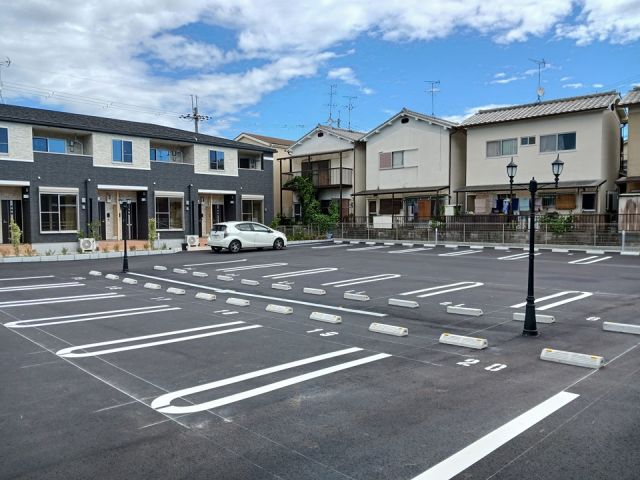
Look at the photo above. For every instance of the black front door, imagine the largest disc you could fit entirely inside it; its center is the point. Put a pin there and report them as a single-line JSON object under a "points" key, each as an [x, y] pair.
{"points": [[11, 209]]}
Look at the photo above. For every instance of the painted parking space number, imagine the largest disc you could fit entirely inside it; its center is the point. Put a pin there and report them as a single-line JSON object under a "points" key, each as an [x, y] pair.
{"points": [[496, 367]]}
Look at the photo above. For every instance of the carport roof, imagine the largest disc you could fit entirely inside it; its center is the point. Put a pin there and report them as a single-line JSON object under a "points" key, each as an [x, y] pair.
{"points": [[525, 186]]}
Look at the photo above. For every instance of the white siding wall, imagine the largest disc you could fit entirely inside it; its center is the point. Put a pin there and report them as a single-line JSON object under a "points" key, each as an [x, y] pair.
{"points": [[20, 142], [201, 160], [103, 151], [584, 163], [426, 157]]}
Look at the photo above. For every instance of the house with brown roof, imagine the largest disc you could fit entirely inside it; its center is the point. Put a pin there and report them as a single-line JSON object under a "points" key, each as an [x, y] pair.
{"points": [[280, 145], [584, 132]]}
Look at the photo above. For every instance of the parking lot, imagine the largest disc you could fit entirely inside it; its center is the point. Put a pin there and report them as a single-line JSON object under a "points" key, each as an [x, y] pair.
{"points": [[114, 380]]}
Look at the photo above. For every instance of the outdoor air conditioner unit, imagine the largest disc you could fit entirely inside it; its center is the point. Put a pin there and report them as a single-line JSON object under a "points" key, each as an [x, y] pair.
{"points": [[192, 240], [87, 244]]}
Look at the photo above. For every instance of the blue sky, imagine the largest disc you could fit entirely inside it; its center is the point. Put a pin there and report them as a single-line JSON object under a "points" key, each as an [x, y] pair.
{"points": [[266, 66]]}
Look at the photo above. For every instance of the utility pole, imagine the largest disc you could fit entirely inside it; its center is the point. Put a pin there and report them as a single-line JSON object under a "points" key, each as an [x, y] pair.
{"points": [[433, 90], [4, 63], [195, 116], [541, 64], [332, 92], [350, 107]]}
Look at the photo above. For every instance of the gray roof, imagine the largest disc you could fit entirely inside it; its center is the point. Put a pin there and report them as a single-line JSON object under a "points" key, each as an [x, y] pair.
{"points": [[51, 118], [559, 106], [631, 98]]}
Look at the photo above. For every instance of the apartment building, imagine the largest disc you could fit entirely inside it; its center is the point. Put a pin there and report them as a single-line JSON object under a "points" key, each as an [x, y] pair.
{"points": [[60, 172]]}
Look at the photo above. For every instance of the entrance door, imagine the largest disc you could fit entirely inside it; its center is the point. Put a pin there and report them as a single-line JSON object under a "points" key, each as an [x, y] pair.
{"points": [[10, 209]]}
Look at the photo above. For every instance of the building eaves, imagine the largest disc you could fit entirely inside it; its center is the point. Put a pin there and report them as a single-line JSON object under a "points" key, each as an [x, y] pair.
{"points": [[90, 123], [559, 106]]}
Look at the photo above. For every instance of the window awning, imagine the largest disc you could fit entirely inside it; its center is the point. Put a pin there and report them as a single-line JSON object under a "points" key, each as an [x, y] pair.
{"points": [[392, 191], [525, 186]]}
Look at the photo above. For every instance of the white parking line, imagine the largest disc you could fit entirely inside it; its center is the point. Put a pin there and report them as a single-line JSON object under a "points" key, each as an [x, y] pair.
{"points": [[422, 249], [264, 297], [42, 286], [356, 281], [580, 296], [589, 260], [25, 278], [517, 256], [213, 263], [440, 289], [251, 267], [87, 317], [299, 273], [479, 449], [457, 254], [377, 247], [69, 352], [50, 300], [163, 403]]}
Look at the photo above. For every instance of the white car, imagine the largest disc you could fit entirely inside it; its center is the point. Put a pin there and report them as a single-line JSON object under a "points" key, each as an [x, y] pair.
{"points": [[235, 236]]}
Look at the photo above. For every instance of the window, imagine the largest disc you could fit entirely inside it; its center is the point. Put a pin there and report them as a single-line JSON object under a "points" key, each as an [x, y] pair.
{"points": [[498, 148], [588, 202], [4, 140], [556, 142], [250, 163], [169, 213], [58, 212], [216, 160], [252, 210], [122, 151], [51, 145]]}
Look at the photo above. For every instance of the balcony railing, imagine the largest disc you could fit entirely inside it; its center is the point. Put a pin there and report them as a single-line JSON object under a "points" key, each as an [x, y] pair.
{"points": [[323, 178]]}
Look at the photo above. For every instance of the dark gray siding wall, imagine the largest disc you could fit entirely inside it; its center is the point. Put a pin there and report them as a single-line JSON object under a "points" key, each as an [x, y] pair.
{"points": [[73, 171]]}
———
[HOW TO COMPLETE THIS TASK]:
Repeat each line of the records exactly, dropping the pictures.

[PROBLEM SOLUTION]:
Look at the photo above. For every instance of the black front door, imagine the largest disc you could fit entirely inside it; its center is the point. Put a pin there and report them as a single-line JSON object under a "points" key, each as an [x, y] pair.
{"points": [[11, 209]]}
Look at the photo above. For every instance of the painted parking space number, imagine the largest disc you could fit entirely inside it; its center is the point. Put a pin there and report them as a single-line JSON object under a "points" key, each as an [x, y] pair.
{"points": [[496, 367]]}
Look at the photo above. For every instance of the carport roof, imagine the largest disc you could fit entirely inside it; its center is the point. Put a pin there and report them as a single-line JSON object under a "points" key, each as an [x, y] pair.
{"points": [[525, 186]]}
Look at the photo above. For every instance of the white siding wall, imagine the largest disc you could fit entirely inside it; its center is the point. Put a pin there and report them as a single-line JSON object under a "points" key, each as an [x, y] pair.
{"points": [[20, 142], [201, 160], [103, 151], [584, 163], [426, 157]]}
Look at the photo above. For every instance of the house with brown roof, imagine the largest disc you could fit entirely inside it; its center is the point. Put a pin there and report them as a single-line JSON object under a "points" key, each as an [x, y] pair.
{"points": [[280, 145], [584, 132]]}
Look at the photo above. For every instance of the parking lot, imagine the largest disc you could fit entirely inside it; its center is the point. Put a pin there and report them as a single-line JSON object under a "points" key, each as an [x, y] pair.
{"points": [[114, 380]]}
Look at the photo above. For every instance of the outdoor air conditioner unit, imagine the largest disc you could fit entirely inside it; its center is the point. Put a pin there and report them as a single-line JSON object under a "points" key, each as an [x, y] pair.
{"points": [[192, 240], [87, 244]]}
Look at the photo above. For every instance of the blue sky, imagine the largest disc you could fit entirely inside it; its center is the point. Put a pin there and report them as a single-line JSON object under a "points" key, each as an [x, y] pair.
{"points": [[266, 66]]}
Look at the photo above. For every instance of the utility pole, imagine the largest disc you could fit entirely inside it; its center is the point. Put a pin there and report them as a single-line JSON object under a "points" key, each as an [x, y] pair.
{"points": [[433, 90], [4, 63], [195, 116], [541, 64], [332, 92], [350, 107]]}
Look at the photo above. For every instance of the gray roof, imagine the largest disc you could fit entirely inside it; its center is the point. Put a pin there and report them as a single-line JSON object under a "points" key, each as an [x, y] pair.
{"points": [[51, 118], [559, 106], [631, 98]]}
Look at the photo above. For every instance of the apartment building, imagine the largest disc you could fit entirely inside it; its center is the point. Put a pin there and report them as a single-line JSON object under a "points" key, each as an [x, y] pair.
{"points": [[60, 172]]}
Look at the photo above. For every instance of the entrance door, imagine the largest disc you could fit entirely inside it; its center is the point. Put a pin there and report them as a single-line JSON object under a "points" key, each as an [x, y] pair.
{"points": [[10, 209]]}
Look at the photo above. For every instance of the building eaves, imagine the largest disc you could fit entirely inside it; its center is the point. Put a pin there and report them as a single-line JSON object under a "points" key, each as an [x, y] pair.
{"points": [[90, 123], [559, 106]]}
Look at the photo above. For every instance of the window awning, imagine the largest disc you could fit entirely inside it; its center is the point. Put a pin there and report them as a single-line JSON object under a "points" key, each as an [x, y] pair.
{"points": [[392, 191], [525, 186]]}
Look at the photo above. For every instance of the white parking line, imagine the largest disc you could fit entirely inside it; its center is the point. Put a pin there and report them as a single-line JSON object under a "points" key, each as an [x, y] pair.
{"points": [[422, 249], [264, 297], [42, 286], [356, 281], [580, 296], [589, 260], [25, 278], [517, 256], [213, 263], [440, 289], [251, 267], [87, 317], [299, 273], [479, 449], [457, 254], [377, 247], [69, 352], [50, 300], [163, 403]]}
Look at the photo above. For every instance of the white car, imagine the largest disc you could fit entirely inside it; its center is the point. Put a pin there and report them as a single-line JSON object under a "points" key, each as an [x, y] pair.
{"points": [[235, 236]]}
Look at the photo above. For every instance of the window, imagine the largest disc you could fit entirely inside it; its center is the point. Put a pin there and report them as a single-line JSON object under a "points" key, each as an [x, y] pair.
{"points": [[498, 148], [588, 202], [4, 140], [556, 142], [250, 163], [169, 213], [58, 212], [216, 160], [252, 210], [122, 151], [51, 145]]}
Look at the photo above. For every instance of the balcony railing, imagine the largest disc you could fit entirely inside it; its center is the point. Put a pin there and report them as a single-line JSON object under a "points" key, each as an [x, y] pair.
{"points": [[323, 178]]}
Look at the photo above. For every instance of the dark gray siding wall, imagine the largest disc you could fit entirely inside it; its center is the point. Put a pin there and report them as a single-line JSON object under a "points" key, each as an [x, y] pair.
{"points": [[73, 171]]}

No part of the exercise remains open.